#### What you have to do
Output the entries verbatim, including every line.
--- START ---
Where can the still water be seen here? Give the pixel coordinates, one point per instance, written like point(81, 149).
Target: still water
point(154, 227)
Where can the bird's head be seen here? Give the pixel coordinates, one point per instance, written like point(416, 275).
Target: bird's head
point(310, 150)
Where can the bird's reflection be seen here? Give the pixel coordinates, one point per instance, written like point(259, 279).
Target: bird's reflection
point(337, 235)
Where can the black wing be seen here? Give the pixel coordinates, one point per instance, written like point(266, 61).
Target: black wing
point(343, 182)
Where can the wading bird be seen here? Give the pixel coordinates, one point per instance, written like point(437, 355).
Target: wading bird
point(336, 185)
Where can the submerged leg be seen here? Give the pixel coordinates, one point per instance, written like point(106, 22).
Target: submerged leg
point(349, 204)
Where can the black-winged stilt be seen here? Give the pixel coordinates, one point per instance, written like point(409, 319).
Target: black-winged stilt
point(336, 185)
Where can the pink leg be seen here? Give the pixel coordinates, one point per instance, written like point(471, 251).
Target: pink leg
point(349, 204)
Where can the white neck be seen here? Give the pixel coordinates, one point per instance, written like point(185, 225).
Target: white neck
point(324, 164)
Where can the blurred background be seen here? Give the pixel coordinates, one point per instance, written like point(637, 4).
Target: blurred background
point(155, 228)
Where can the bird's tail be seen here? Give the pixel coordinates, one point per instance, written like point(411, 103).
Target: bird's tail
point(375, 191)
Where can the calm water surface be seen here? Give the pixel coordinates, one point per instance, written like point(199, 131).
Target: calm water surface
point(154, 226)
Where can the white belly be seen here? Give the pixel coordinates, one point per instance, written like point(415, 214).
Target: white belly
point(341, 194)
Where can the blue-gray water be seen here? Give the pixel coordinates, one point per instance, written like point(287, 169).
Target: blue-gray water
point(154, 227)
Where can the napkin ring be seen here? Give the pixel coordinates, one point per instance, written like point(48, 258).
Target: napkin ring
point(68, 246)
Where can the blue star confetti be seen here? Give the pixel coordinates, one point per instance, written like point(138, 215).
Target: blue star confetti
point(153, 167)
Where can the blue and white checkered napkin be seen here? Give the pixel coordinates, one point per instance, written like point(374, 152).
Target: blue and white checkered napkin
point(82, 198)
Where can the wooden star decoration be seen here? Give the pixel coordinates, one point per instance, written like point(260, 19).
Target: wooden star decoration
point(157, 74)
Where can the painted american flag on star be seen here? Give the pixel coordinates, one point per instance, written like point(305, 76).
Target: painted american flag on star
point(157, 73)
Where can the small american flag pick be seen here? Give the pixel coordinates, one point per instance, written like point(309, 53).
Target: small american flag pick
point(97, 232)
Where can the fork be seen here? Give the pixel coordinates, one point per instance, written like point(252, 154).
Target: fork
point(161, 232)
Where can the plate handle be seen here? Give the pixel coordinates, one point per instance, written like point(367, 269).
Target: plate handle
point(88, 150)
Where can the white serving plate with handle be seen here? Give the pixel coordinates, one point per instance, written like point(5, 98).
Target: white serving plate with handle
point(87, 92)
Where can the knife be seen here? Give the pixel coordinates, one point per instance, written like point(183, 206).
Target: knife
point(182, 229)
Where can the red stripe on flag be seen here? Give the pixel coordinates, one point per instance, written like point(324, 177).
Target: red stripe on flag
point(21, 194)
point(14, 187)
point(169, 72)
--- END ---
#### Worked solution
Where can the still water be seen here? Give the pixel coordinates, one point per instance, written like point(81, 149).
Target: still water
point(154, 227)
Where can the bird's head be seen here? Give the pixel coordinates, one point per instance, written like point(416, 275).
Target: bird's head
point(310, 150)
Where can the bird's reflection be seen here? Give the pixel coordinates, one point per instance, written like point(259, 279).
Target: bird's reflection
point(337, 235)
Where can the black wing be seen here? Give the pixel coordinates, one point per instance, written like point(266, 61).
Target: black wing
point(343, 182)
Where can the wading bird be seen here? Give the pixel coordinates, one point per instance, written like point(437, 355).
Target: wading bird
point(336, 185)
Where can the submerged leg be seen here? Give the pixel coordinates, one point per instance, written like point(106, 22).
Target: submerged leg
point(349, 204)
Where can the black-winged stilt be seen here? Give the pixel coordinates, one point per instance, written like point(409, 319).
Target: black-winged stilt
point(336, 185)
Where can the pink leg be seen here? Give the pixel coordinates, one point per instance, written like point(471, 251).
Target: pink leg
point(349, 204)
Where can the white neck be seen here? Give the pixel coordinates, one point per instance, written like point(185, 225).
Target: white neck
point(324, 164)
Where can the blurred background be seen here? Give the pixel coordinates, one point per instance, written like point(637, 4).
Target: blurred background
point(155, 228)
Where can the bird's tail be seen here? Give the pixel coordinates, one point per instance, written like point(411, 103).
Target: bird's tail
point(375, 191)
Where can the calm water surface be seen here? Give the pixel coordinates, one point per instance, written like point(199, 131).
Target: calm water surface
point(154, 226)
Where can the white belly be seen here? Give the pixel coordinates, one point per instance, written like point(415, 214).
Target: white belly
point(341, 194)
Where can the blue-gray water be seen here? Give the pixel coordinates, one point per instance, written like point(287, 169).
Target: blue-gray water
point(154, 227)
Where can the napkin ring be seen here? Give the pixel coordinates, one point per instance, written like point(48, 258).
Target: napkin ring
point(68, 246)
Where can the blue star confetti be seen here? Give the pixel coordinates, one point per instance, written like point(138, 215).
Target: blue star confetti
point(153, 167)
Where can the blue and white checkered napkin be seen here? Give the pixel coordinates, one point per instance, written like point(374, 152).
Target: blue and white checkered napkin
point(82, 198)
Where can the wooden star decoration be seen here? Give the pixel coordinates, one point per instance, written like point(260, 19).
Target: wooden star decoration
point(157, 74)
Where can the painted american flag on star be seen here? Give the pixel coordinates, one point per instance, written like point(305, 76).
Target: painted american flag on star
point(157, 73)
Where can the small american flag pick be seen here? Give the pixel coordinates, one point per instance, written like point(309, 53).
Target: small american flag pick
point(97, 232)
Where can the fork be seen here? Give the pixel coordinates, one point per instance, written like point(252, 154).
Target: fork
point(161, 232)
Where can the plate handle be seen here? Give the pixel coordinates, one point per instance, written like point(367, 269).
Target: plate handle
point(88, 150)
Where can the white serving plate with handle be seen here? Give the pixel coordinates, one point per instance, written like point(5, 98).
Target: white serving plate with handle
point(87, 92)
Where can the knife be seen here? Give the pixel coordinates, one point per instance, written like point(183, 206).
Target: knife
point(182, 229)
Where can the red stripe on flag be seen here? Give the pixel coordinates, one point per instance, written like point(324, 177).
Target: red stripe on flag
point(21, 194)
point(14, 187)
point(169, 72)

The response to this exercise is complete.